### Direction
Shift every coordinate in the answers of the entries below by -85, and write out all the lines again, requests included.

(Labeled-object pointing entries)
##########

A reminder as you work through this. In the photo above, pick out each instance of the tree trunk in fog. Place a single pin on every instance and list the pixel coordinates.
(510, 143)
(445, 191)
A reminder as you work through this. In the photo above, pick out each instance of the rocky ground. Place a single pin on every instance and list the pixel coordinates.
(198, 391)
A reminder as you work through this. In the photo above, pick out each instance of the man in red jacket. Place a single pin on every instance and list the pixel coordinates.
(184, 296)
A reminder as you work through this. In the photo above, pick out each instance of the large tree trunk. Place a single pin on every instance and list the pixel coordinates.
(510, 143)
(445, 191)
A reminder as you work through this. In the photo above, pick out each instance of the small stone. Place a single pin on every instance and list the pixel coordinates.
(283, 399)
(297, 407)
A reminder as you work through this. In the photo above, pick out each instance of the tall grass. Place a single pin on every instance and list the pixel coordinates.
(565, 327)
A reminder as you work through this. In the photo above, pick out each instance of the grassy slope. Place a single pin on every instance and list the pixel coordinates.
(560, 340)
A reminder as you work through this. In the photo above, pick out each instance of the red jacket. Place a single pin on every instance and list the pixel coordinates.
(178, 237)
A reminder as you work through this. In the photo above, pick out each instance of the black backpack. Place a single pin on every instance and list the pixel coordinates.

##########

### Task response
A reminder as you work through this. In the photo above, pick out each instance of the tree trunk in fog. Place a single pin on every instance and list the pixel coordinates.
(425, 58)
(360, 106)
A reminder as you work through this. In the photo above, pick out each instance of the rocky ground. Place a single pin on every instance and list the pixel coordinates.
(113, 306)
A reminder as you work through this. In the photo above, pick out each instance of the man in red jacket. Place a single pin on every instance and list the pixel coordinates.
(99, 211)
A reminder as you work through this. In the photo above, pick out each instance of the large tree trunk. Place a single pin on every instance and list the pixel coordinates.
(425, 58)
(360, 106)
A reminder as you work through this. In the photo above, pick out each instance of the small stone. Place a single pin on every instance and list the pixel coordinates.
(198, 314)
(212, 322)
A reminder as you work through this. In the photo above, pick out each instance of the tall grass. Place a single pin on every instance and list the pixel coordinates.
(480, 242)
A reminder as you work through this. In the photo above, pick out each instance of the grassy slope. Place a single pin on every instance and list the pixel coordinates.
(475, 255)
A reminder as you work through this. In the photo above, pick out each instance of the red jacket. Place a single pin on every instance and list the pixel coordinates.
(93, 152)
A reminder as you work through this. In the photo above, pick out each instance of the black backpack. Place a single pin on every instance and list the pixel coordinates.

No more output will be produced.